* Given exercise
Locate each line in the items below that includes the word "brown". Copy those lines.

* Material to process
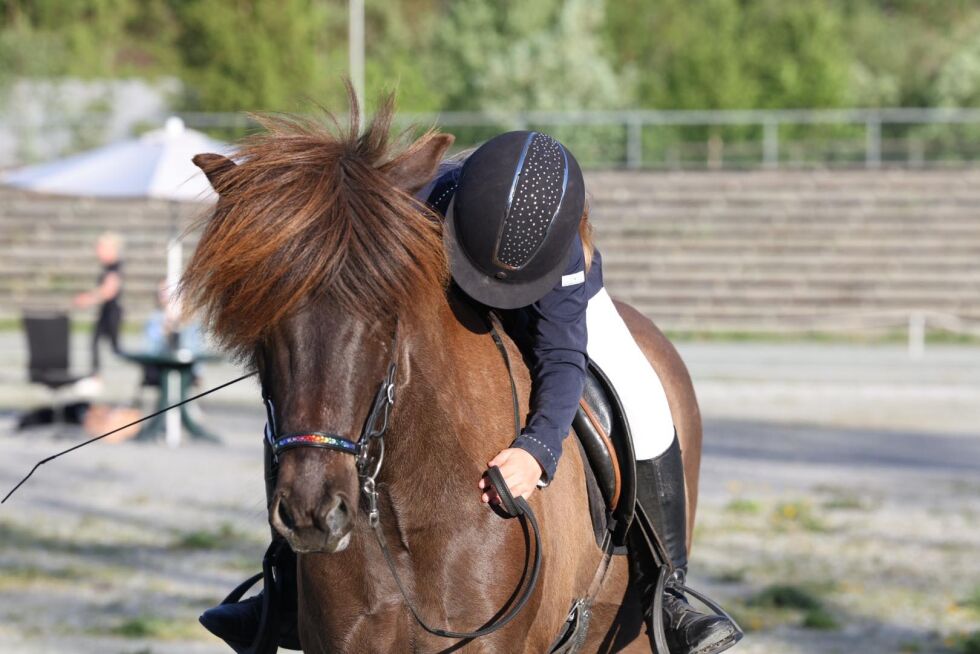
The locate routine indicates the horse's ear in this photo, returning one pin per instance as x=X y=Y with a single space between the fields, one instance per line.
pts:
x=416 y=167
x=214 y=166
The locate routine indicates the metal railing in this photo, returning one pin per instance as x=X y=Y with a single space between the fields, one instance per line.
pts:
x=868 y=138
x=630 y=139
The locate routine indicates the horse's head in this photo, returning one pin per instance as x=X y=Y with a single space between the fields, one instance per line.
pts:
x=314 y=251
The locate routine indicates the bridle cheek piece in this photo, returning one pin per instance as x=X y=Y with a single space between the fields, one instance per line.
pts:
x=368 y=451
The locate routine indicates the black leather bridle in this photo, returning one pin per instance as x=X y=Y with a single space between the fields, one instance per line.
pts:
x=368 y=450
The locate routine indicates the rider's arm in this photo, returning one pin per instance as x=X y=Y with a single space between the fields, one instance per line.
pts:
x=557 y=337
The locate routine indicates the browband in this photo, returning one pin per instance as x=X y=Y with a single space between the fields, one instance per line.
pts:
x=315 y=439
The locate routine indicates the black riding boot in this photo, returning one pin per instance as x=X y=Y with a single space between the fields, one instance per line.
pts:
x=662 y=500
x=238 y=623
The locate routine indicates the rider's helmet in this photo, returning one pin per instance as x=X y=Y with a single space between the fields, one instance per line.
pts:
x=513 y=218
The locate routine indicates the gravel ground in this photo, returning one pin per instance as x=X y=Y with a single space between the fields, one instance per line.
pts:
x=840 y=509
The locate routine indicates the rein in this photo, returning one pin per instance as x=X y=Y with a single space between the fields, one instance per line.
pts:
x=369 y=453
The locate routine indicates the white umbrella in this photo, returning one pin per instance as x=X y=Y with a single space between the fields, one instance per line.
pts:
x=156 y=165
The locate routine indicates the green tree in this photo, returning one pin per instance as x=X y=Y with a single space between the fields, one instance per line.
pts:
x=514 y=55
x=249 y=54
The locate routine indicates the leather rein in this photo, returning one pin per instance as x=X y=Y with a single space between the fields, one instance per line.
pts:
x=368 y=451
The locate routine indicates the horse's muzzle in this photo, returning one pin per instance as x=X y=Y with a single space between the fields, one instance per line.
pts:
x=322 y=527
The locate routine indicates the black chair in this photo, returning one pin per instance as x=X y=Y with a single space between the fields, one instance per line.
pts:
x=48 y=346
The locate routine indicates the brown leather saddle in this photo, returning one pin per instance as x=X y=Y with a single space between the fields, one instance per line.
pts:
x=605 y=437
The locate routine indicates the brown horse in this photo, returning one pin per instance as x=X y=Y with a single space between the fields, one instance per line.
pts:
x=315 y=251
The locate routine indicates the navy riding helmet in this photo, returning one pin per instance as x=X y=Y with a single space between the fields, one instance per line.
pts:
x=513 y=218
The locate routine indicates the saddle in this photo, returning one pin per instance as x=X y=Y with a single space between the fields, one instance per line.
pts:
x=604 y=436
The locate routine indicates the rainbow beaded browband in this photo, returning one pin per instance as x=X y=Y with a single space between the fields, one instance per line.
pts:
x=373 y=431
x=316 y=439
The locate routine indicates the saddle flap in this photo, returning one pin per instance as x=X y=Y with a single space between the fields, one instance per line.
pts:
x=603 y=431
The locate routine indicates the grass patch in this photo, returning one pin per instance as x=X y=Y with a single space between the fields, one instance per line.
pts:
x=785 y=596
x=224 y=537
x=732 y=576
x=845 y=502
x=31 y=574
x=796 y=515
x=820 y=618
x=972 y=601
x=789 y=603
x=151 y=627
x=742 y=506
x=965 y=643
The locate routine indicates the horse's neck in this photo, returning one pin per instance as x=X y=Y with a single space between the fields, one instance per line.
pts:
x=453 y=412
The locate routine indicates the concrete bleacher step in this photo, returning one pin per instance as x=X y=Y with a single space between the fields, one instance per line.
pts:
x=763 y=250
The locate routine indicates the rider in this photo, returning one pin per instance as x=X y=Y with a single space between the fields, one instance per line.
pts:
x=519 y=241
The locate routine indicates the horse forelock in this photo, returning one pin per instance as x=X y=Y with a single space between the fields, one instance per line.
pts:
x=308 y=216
--
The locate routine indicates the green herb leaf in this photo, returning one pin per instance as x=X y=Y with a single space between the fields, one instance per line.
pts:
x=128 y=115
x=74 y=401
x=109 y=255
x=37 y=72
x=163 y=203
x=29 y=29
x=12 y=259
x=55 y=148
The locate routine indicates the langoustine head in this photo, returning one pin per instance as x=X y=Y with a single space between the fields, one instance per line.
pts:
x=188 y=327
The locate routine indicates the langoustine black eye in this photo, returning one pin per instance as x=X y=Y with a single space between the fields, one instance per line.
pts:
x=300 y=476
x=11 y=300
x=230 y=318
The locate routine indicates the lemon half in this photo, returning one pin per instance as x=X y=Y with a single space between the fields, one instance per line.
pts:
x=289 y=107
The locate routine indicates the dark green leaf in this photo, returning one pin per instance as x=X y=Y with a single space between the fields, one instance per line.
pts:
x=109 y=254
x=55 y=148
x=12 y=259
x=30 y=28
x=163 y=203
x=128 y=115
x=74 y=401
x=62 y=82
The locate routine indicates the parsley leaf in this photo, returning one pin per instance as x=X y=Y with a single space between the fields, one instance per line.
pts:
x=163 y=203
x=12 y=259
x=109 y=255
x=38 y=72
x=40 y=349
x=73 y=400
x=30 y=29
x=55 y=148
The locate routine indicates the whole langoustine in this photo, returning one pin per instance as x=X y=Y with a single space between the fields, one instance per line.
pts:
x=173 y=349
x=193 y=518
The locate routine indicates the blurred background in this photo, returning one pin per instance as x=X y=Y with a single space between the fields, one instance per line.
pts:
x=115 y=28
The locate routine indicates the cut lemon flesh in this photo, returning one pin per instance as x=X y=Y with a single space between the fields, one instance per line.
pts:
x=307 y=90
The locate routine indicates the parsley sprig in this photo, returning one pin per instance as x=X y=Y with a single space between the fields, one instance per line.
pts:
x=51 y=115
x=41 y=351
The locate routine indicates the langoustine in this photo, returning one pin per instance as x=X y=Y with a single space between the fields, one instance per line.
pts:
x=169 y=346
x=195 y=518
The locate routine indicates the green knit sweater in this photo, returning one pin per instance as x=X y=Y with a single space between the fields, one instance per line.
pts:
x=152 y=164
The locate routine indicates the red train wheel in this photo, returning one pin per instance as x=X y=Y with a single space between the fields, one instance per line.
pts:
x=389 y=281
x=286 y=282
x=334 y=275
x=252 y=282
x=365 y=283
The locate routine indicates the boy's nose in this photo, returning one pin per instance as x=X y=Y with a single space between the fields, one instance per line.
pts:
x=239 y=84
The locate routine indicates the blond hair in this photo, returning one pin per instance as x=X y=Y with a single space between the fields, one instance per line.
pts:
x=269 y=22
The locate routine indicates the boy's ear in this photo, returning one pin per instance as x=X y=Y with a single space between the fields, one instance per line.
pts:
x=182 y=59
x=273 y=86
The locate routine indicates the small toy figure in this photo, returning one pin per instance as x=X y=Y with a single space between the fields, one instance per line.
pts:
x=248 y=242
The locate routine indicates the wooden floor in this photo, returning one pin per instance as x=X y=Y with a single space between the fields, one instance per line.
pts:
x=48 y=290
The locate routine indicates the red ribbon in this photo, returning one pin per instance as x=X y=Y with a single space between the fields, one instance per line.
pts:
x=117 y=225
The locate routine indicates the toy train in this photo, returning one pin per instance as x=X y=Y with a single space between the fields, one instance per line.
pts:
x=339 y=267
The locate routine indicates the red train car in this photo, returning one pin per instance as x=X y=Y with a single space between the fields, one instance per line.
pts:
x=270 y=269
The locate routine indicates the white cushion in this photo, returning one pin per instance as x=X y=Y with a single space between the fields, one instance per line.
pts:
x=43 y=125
---
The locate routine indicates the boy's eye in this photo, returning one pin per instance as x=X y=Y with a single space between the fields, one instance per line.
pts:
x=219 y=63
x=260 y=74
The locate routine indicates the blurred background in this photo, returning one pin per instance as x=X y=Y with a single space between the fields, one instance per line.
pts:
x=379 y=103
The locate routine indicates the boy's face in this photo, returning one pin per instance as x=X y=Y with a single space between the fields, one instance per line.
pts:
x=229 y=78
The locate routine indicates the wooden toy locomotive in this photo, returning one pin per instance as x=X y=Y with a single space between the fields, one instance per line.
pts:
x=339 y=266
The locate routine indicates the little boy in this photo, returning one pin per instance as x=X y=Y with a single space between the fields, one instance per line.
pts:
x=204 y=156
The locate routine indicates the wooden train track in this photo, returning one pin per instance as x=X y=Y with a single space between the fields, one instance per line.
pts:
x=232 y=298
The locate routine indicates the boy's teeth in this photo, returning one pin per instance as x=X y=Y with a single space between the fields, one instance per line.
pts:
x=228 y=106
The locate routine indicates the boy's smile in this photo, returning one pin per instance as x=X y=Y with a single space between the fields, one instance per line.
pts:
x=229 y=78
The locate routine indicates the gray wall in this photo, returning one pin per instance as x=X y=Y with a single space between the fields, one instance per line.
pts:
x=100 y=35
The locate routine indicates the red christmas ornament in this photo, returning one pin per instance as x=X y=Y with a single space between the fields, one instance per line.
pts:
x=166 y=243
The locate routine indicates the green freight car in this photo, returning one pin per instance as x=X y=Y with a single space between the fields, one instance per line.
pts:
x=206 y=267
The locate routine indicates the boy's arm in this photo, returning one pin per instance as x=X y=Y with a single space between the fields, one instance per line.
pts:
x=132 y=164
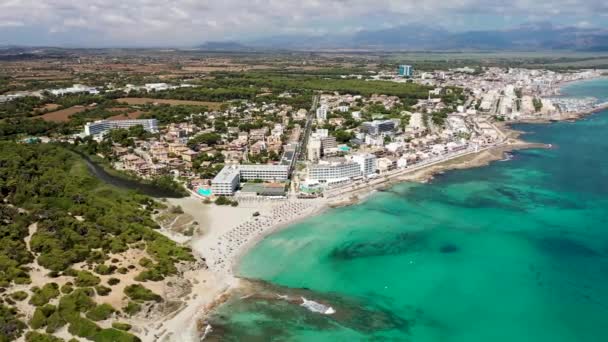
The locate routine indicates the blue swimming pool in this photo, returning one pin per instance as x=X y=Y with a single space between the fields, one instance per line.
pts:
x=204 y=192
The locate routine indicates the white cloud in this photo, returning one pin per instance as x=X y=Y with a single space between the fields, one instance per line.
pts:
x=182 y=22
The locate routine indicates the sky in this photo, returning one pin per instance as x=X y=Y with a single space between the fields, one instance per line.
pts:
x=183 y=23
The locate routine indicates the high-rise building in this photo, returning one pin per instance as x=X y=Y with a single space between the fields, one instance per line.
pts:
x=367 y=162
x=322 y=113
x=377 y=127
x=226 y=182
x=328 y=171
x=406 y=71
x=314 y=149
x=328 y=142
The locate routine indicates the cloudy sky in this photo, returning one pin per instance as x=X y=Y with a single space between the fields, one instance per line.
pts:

* Complete response
The locate routine indicates the brown leather saddle in this photo, returning one pin per instance as x=X y=Y with a single space between the fields, one instance per line.
The locate routine indicates the brown horse in this photo, returning one pin per instance as x=X y=Y with a single space between the fields, one instance per line.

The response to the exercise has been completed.